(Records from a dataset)

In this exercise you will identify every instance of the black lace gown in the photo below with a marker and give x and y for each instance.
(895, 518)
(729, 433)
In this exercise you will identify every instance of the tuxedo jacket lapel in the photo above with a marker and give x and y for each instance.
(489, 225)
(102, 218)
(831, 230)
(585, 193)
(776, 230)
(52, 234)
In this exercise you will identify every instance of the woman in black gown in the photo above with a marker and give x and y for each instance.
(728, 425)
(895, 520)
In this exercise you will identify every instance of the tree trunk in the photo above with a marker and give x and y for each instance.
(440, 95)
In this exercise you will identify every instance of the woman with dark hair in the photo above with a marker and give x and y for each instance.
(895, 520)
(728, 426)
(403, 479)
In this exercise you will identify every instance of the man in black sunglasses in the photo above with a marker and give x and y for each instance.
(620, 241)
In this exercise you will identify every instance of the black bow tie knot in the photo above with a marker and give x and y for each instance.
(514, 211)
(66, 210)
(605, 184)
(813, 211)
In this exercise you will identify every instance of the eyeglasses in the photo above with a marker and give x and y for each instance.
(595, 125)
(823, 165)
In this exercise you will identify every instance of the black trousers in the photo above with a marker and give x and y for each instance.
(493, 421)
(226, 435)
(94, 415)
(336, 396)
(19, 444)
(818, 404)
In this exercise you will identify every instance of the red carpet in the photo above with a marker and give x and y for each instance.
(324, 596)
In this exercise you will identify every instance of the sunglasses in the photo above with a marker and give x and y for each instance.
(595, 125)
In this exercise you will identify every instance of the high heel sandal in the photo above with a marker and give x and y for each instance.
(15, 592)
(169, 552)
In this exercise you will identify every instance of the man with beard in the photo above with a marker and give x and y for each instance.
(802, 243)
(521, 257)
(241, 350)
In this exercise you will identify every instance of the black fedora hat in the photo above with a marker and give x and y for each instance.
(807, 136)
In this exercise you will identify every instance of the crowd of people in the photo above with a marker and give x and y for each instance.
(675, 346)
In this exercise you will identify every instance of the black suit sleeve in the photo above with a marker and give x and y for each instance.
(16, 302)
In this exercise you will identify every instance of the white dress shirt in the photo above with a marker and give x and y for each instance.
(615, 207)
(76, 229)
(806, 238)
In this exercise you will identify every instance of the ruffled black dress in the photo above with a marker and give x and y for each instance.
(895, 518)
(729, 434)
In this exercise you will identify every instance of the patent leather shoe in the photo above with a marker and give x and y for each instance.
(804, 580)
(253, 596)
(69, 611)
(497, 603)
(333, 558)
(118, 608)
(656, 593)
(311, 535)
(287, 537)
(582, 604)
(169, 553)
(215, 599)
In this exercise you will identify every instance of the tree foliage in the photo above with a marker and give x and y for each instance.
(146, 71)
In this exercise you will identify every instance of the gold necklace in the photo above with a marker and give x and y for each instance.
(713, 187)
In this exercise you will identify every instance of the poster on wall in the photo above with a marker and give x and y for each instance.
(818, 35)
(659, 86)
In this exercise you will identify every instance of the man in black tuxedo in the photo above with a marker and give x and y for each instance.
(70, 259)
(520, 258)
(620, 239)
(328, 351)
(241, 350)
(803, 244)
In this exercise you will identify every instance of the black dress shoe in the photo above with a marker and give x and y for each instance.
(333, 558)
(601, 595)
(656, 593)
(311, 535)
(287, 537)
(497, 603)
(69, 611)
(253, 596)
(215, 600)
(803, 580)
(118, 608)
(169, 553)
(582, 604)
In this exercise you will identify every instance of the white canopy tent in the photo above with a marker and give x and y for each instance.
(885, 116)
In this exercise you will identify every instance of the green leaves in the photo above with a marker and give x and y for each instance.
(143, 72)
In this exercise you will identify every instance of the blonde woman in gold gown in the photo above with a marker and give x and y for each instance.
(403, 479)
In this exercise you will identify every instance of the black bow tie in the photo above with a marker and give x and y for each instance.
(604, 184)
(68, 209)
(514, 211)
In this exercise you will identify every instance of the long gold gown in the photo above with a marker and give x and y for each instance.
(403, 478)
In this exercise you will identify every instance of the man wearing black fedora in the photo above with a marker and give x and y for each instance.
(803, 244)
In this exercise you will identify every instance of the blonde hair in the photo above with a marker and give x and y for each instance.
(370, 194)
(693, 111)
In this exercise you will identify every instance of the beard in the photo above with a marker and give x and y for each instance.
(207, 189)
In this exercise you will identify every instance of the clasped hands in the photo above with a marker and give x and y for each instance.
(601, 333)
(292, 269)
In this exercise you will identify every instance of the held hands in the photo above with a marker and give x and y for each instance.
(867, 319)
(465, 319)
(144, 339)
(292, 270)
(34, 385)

> _ACTION ITEM_: Give the entries again in full, exactly as they are written.

> _ANSWER FOR THE TASK_:
In this exercise you will identify every instance of the black lace gown in the photo below with a marker and give x and y for each instance.
(895, 518)
(729, 433)
In this exercise you will identify every instance of the tuxedo jacket lapel in the photo above with a marker and give x and y for each instance.
(489, 225)
(102, 218)
(831, 230)
(585, 193)
(776, 230)
(52, 234)
In this exercise you will identify every instance of the woman in black gown in the photo above with a marker and give x and y for each instance.
(728, 425)
(895, 520)
In this exercise you will identify every instance of the tree trunk in the photo above with a marker and give x and y for each instance.
(440, 95)
In this exercise you will identify every instance of the woman with dark hair in the photo above with a marker and give x and y for each instance.
(895, 520)
(728, 426)
(403, 479)
In this exercise you will identify every instance of the man in black sunglasses in the photo above with a marker and give x and y for each instance.
(620, 241)
In this exercise you will identify every instance of the black bow tie knot in the photo above with a marker and give x and y for each instance.
(514, 211)
(66, 210)
(605, 184)
(813, 211)
In this exercise you will identify every instance of the eyeglasses in the photo above with a marker and give x and y for each instance.
(595, 125)
(823, 165)
In this exercise you will identify every instance of the black trousers in the photo above with a marker and give x and y for each instance.
(493, 421)
(226, 435)
(94, 415)
(336, 396)
(19, 444)
(818, 404)
In this exercise you will identify every instance of the red carpet in the photo above with a marker and give x and y for each instance.
(324, 596)
In this exercise you will identify every instance of the sunglasses in the photo above with a marker and give x and y for each instance.
(595, 125)
In this exercise you will identify every instance of the high heel sandal in the photo above with a marker and give x and y for each instance.
(15, 592)
(169, 552)
In this exercise you will identify every instance of the man with beard in the photo above with a marker and give x and y for each instance.
(802, 243)
(521, 257)
(241, 350)
In this exercise you will identify every instance of the black fedora hat in the photo above with a marker and give x and y for each instance.
(807, 136)
In this exercise you will identify every instance of the crowd of people in the photo above with a marker and give x and y for each instance.
(675, 346)
In this exercise you will identify every instance of the black suit sleeve in the photo above with a marker and give x and y for each instance.
(16, 302)
In this exercise you will identify every instance of the white dress shirt in the photo above with a marker and give x and y for each instance.
(615, 207)
(76, 229)
(806, 238)
In this exercise you will identify every instance of the ruffled black dress in the photo above with a marker and give x and y for each instance.
(895, 518)
(729, 434)
In this exercise you will identify every instance of the patent leather shoe in the photo above with a marker and give x and y for each instance.
(804, 580)
(253, 596)
(69, 611)
(497, 603)
(333, 558)
(118, 608)
(656, 593)
(311, 535)
(287, 537)
(582, 604)
(169, 553)
(215, 599)
In this exercise you will identify every instance of the tree foliage in the photo above with a marker and give x and y for each instance.
(146, 71)
In this exercise you will identify every instance of the gold necklace in the photo above with a marker and give x and y for each instance.
(713, 187)
In this exercise you will identify every instance of the poster on wall in the photo above with a marker and give x and y for each instance.
(818, 35)
(659, 86)
In this exercise you will identify every instance of the man in black tuxedo in the photo above with a marker and give x and y for each instance.
(70, 259)
(520, 258)
(620, 239)
(328, 351)
(241, 350)
(803, 244)
In this exercise you will identify every instance of the black dress shoe in the photo above with a marker and give x and y for each instance.
(333, 558)
(601, 595)
(656, 593)
(311, 535)
(287, 537)
(497, 603)
(69, 611)
(253, 596)
(215, 600)
(803, 580)
(118, 608)
(169, 553)
(582, 604)
In this exercise you will identify every instance of the white canopy tent in the photo above with a marker and give x and y for each instance.
(885, 116)
In this exercise you will identify every instance of the green leaves in the photo above with a marker and give x and y for each instance.
(143, 72)
In this exercise you will identify every instance of the blonde woman in gold gown in the photo above with a marker and give x and y for each instance.
(403, 479)
In this exercise you will identify every instance of the black bow tie in the photo above with a marker and give x and y for each instance.
(604, 184)
(68, 209)
(514, 211)
In this exercise you will identify every instance of the long gold gown in the photo above with a marker and give x and y for each instance.
(403, 478)
In this exercise you will identify every instance of the man wearing black fedora in the photo above with a marker and give x and y for each instance.
(803, 244)
In this exercise you will identify every instance of the blonde hair in the photo above with a marker and give x and y for each instance.
(370, 194)
(693, 111)
In this exercise you will identify every instance of the beard in the photo above with a marker and give x and y for each instance.
(207, 189)
In this exercise you will identify every instance of the clasped hands in the photo above with a marker and give x and y for each instance.
(601, 333)
(292, 269)
In this exercise you will identify every instance of the held hands in the photo above with a marker and give x and y for each instance.
(867, 319)
(465, 319)
(144, 339)
(292, 270)
(34, 385)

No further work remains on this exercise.